» **Brano da leggere**
Qualunque cosa si faccia, è importante porre attenzione a quale ne sia lo scopo. Quello vero. A volte, infatti, vi sono traguardi solo apparenti, mentre i protagonisti dell’azione perseguono dei fini diversi, talvolta di egoistica utilità personale. Quando si cerca di orientare la propria azione verso il bene autentico della persona, nella sua integralità, ne dovrebbe derivare un modo di agire coerente.

Chi agisce spera che le cose gli vadano bene, ma ci si dovrebbe domandare verso quale scopo è orientata tale speranza. Non qualsiasi scopo legittima una buona speranza.

Quando il fine coincide con una persona, ci si trova di fronte a delle esigenze totalizzanti. Non si tratta, ovviamente, della pretesa di poter offrire tutto quanto sarebbe necessario. Né di voler trovare una soluzione per tutte le aspirazioni. La totalità non riguarda ciò che viene fatto, ma l’integrità della persona cui ci si rivolge, in tutte le sue componenti, valutate insieme.

» **Voci estratte**
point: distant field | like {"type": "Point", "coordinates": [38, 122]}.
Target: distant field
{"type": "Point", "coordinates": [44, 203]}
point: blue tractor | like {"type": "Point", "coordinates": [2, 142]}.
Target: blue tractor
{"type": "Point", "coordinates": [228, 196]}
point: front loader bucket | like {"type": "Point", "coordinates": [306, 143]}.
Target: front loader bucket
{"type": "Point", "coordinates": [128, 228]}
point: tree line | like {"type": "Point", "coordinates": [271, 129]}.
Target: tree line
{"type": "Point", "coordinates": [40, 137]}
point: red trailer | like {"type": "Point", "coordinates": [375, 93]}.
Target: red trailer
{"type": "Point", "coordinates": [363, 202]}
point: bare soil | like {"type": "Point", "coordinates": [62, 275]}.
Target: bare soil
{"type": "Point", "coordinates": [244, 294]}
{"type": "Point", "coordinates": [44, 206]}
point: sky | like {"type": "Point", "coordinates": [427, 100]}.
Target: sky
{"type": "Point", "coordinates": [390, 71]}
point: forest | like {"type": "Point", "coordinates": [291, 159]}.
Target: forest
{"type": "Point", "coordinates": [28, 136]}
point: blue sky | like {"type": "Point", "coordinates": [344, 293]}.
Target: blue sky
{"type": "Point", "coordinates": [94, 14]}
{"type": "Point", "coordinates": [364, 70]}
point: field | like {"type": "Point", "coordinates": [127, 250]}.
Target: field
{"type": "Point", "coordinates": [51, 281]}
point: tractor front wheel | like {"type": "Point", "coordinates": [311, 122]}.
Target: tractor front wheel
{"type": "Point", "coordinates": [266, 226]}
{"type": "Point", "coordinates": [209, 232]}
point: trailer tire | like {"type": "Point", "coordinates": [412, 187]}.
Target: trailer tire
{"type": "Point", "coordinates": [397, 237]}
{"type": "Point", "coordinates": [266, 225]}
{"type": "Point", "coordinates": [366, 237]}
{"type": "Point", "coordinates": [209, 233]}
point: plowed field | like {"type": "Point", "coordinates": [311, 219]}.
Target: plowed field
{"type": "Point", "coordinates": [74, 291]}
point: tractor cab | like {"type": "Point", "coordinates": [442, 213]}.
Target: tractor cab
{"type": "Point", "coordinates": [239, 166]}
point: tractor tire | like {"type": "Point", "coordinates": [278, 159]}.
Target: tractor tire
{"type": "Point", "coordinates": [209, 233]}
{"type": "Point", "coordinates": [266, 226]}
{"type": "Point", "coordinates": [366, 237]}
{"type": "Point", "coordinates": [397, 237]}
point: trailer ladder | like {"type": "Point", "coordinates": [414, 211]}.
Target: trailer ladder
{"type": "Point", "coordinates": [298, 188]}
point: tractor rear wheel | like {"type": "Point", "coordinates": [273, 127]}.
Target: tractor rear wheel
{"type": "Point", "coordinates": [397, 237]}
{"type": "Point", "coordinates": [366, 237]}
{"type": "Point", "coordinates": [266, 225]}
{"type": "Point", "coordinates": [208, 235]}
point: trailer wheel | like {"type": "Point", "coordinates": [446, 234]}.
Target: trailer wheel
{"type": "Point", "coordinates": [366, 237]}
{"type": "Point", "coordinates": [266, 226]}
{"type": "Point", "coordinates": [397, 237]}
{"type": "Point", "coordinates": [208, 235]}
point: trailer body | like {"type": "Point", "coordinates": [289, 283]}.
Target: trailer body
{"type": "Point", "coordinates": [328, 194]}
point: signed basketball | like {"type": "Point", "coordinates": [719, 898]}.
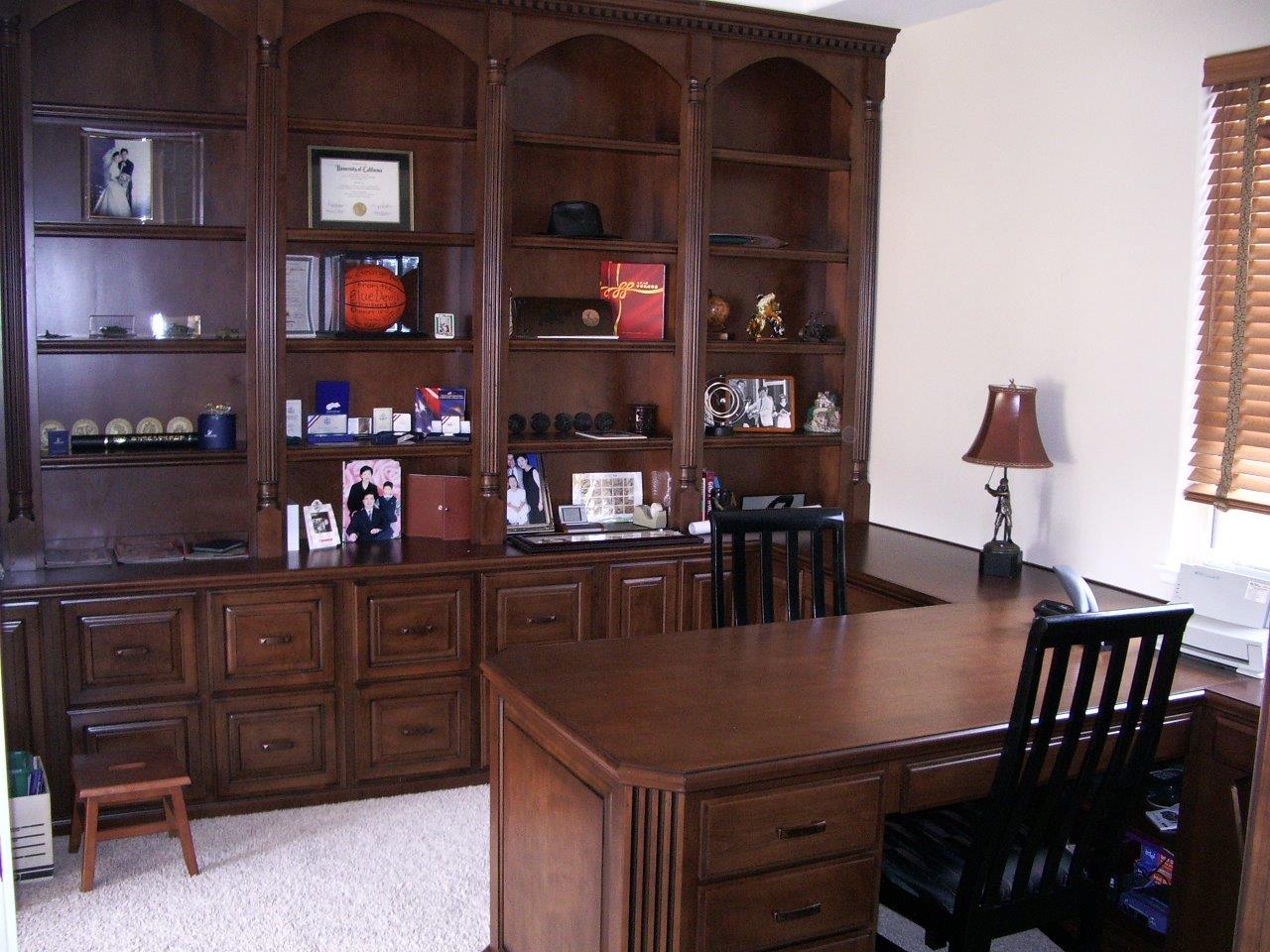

» **Compito da svolgere 1**
Riporta il brano sullo scopo dell'agire. Parti dalle parole che contengono "Quando il fine" e fermati dopo "componenti, valutate insieme.".
» **Compito da svolgere 2**
Secondo il brano sullo scopo dell'agire, che cosa riguarda la totalità?

» **Risposta al compito 1**
Quando il fine coincide con una persona, ci si trova di fronte a delle esigenze totalizzanti. Non si tratta, ovviamente, della pretesa di poter offrire tutto quanto sarebbe necessario. Né di voler trovare una soluzione per tutte le aspirazioni. La totalità non riguarda ciò che viene fatto, ma l’integrità della persona cui ci si rivolge, in tutte le sue componenti, valutate insieme.

» **Risposta al compito 2**
L'integrità della persona cui ci si rivolge, in tutte le sue componenti, valutate insieme.